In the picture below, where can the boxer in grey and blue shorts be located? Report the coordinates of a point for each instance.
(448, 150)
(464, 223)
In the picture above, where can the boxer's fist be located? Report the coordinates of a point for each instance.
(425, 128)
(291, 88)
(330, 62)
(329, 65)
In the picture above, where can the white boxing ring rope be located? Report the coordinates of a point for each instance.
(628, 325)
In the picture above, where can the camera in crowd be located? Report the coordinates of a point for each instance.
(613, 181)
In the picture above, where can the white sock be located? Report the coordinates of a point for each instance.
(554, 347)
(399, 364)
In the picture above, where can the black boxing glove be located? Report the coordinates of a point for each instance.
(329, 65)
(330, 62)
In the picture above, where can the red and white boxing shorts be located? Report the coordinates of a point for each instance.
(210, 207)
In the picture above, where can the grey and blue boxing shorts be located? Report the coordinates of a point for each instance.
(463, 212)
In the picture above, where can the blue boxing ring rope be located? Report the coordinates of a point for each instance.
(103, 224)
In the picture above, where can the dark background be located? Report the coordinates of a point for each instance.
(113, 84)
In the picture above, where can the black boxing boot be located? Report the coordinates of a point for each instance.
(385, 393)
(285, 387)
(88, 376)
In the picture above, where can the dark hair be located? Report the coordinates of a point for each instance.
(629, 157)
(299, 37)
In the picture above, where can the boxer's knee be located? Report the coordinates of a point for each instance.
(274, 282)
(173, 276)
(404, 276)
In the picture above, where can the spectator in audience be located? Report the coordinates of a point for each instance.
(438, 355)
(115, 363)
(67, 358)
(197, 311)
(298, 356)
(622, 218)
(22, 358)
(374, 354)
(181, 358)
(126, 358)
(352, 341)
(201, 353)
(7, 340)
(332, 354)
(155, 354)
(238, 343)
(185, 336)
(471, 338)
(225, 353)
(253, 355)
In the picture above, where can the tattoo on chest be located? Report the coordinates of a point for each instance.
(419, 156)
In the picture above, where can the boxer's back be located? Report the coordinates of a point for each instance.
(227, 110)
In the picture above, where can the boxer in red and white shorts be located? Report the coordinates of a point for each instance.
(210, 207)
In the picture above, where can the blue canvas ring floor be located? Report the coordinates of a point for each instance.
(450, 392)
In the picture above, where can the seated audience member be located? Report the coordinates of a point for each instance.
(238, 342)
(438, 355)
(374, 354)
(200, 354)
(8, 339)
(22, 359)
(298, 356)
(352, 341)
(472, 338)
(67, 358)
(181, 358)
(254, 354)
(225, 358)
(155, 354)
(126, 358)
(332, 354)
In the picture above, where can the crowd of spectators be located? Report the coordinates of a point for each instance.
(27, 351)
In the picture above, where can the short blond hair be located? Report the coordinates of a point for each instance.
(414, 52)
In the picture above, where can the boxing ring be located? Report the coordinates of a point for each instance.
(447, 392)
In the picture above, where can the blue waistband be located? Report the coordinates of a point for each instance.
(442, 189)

• _Written problem_
All of the data above should be transcribed exactly.

• _Reply_
In the picture below, where can the boxer in grey and blue shorts be located? Report the coordinates of a point for each instance.
(448, 150)
(464, 223)
In the picture above, where can the boxer's fist be located? Report the coordinates of a point for each instance.
(425, 128)
(291, 88)
(330, 62)
(329, 65)
In the picture above, where can the white boxing ring rope be located? Report the coordinates of a point for each instance.
(628, 325)
In the picture above, where can the camera in crowd be located? Report the coordinates of a point for each instance.
(613, 181)
In the picture above, where can the white sock be located? Report the coordinates of a point for each instance.
(554, 347)
(399, 364)
In the picture above, where can the black boxing glove be located? Report the coordinates of a point for each instance.
(329, 65)
(330, 62)
In the picture above, where can the red and white boxing shorts be located? Report the coordinates of a point for each instance.
(210, 207)
In the picture above, where can the grey and blue boxing shorts be located? Report the coordinates of a point for each instance.
(463, 212)
In the picture above, where can the blue boxing ring rope be located? Report the coordinates of a point for each instance.
(103, 224)
In the picture above, where can the dark background be located? Report the coordinates of a point for each instance.
(113, 84)
In the picture above, where can the black boxing boot be located? Report the coordinates of a point for each instance.
(385, 393)
(285, 387)
(88, 376)
In the picture above, where can the dark hair be located? Report the coordinates of a point for each instance.
(629, 157)
(299, 37)
In the picture above, where can the boxer's knee be located? Report the coordinates of a point for each instance.
(274, 282)
(173, 276)
(404, 276)
In the picture above, where can the spectator in audience be located? Report the coordinates of a point for each instance.
(438, 355)
(115, 363)
(67, 358)
(197, 311)
(298, 356)
(622, 218)
(22, 358)
(374, 354)
(181, 358)
(126, 358)
(352, 341)
(201, 353)
(7, 340)
(332, 354)
(155, 354)
(238, 343)
(185, 336)
(471, 338)
(225, 353)
(253, 355)
In the picture above, where can the tattoo on chest be located? Report the coordinates of a point for each instance.
(419, 156)
In the picture above, where can the boxer's back be located? Report the coordinates of a point for each instance.
(227, 110)
In the picture above, where can the boxer in red and white shorts be located? Report the coordinates of a point for each instance.
(210, 207)
In the picture above, where can the blue canvas ring floor be located? Report the coordinates of a point for each instance.
(450, 392)
In the picture above, where can the seated audience member be located? Report the coordinates of a point for each instance.
(238, 342)
(438, 355)
(374, 354)
(200, 354)
(8, 339)
(22, 359)
(298, 356)
(352, 341)
(472, 338)
(67, 358)
(181, 358)
(254, 354)
(225, 358)
(155, 354)
(126, 358)
(332, 354)
In the picture above, where can the crowd of spectators be located? Report the coordinates of a point for each instance.
(27, 351)
In the picture above, where can the short blond hair be located? Report the coordinates of a point for each instance.
(414, 52)
In the picture above, where can the boxing ring be located? Report the coordinates of a point for each instance.
(447, 392)
In the picture above, where can the blue waistband be located? Report the coordinates of a point for each instance.
(442, 189)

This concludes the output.